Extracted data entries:
'''

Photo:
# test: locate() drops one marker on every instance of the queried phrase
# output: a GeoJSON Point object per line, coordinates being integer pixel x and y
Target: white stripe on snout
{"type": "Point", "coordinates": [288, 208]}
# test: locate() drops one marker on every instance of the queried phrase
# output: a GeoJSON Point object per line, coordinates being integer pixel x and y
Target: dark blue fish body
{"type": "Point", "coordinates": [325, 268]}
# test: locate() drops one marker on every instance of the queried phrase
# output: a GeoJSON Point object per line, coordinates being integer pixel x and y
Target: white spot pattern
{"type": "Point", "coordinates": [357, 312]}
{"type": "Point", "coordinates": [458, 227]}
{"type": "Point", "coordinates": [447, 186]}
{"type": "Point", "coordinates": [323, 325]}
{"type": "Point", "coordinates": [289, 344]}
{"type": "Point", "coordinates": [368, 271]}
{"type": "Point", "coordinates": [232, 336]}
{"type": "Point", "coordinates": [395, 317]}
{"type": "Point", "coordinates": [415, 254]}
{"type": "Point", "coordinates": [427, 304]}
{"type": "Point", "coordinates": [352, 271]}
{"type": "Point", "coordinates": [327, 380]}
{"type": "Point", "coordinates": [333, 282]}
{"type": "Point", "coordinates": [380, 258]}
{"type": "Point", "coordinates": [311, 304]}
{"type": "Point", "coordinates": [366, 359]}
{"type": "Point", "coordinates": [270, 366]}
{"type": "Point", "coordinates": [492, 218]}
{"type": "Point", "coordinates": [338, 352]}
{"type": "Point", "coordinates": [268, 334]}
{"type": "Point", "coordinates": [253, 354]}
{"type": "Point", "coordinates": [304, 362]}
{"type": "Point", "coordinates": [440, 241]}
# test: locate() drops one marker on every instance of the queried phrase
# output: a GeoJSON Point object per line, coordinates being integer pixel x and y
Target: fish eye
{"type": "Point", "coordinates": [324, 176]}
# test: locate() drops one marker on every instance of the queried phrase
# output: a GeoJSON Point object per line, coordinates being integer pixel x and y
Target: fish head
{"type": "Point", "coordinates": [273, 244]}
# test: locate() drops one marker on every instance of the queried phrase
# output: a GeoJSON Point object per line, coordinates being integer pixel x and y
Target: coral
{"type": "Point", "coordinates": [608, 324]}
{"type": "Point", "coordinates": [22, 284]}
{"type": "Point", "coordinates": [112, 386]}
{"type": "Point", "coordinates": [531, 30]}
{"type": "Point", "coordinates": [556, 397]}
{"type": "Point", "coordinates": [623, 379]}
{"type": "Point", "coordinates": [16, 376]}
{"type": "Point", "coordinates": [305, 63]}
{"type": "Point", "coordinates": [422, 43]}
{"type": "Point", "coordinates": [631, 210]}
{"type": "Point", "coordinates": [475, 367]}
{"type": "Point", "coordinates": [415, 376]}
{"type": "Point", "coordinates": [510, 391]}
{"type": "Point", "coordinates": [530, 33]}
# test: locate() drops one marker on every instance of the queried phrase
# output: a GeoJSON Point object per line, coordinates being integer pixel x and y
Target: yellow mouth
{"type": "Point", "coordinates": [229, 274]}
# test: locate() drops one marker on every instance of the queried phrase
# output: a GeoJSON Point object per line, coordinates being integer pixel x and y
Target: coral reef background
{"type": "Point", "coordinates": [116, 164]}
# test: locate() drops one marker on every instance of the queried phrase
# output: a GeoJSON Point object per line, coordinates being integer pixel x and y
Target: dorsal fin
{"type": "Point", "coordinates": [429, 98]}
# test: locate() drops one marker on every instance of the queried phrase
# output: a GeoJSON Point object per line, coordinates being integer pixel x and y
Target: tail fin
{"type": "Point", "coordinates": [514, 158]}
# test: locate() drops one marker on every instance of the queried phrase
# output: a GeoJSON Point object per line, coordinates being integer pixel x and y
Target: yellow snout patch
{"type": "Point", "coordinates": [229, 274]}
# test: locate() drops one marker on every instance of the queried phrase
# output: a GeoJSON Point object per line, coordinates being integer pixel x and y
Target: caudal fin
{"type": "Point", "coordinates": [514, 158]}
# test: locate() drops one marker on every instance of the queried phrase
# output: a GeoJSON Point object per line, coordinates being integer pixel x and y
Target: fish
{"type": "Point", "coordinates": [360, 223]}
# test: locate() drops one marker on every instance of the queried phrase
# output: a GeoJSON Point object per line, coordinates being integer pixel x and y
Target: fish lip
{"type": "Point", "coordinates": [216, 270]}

'''

What you should do:
Pick out every line of the records above that contains the word "fish" and copy each one. Case counts.

Output of the exercise:
Target: dark blue fish body
Target: fish eye
Target: fish head
Target: fish
Target: fish lip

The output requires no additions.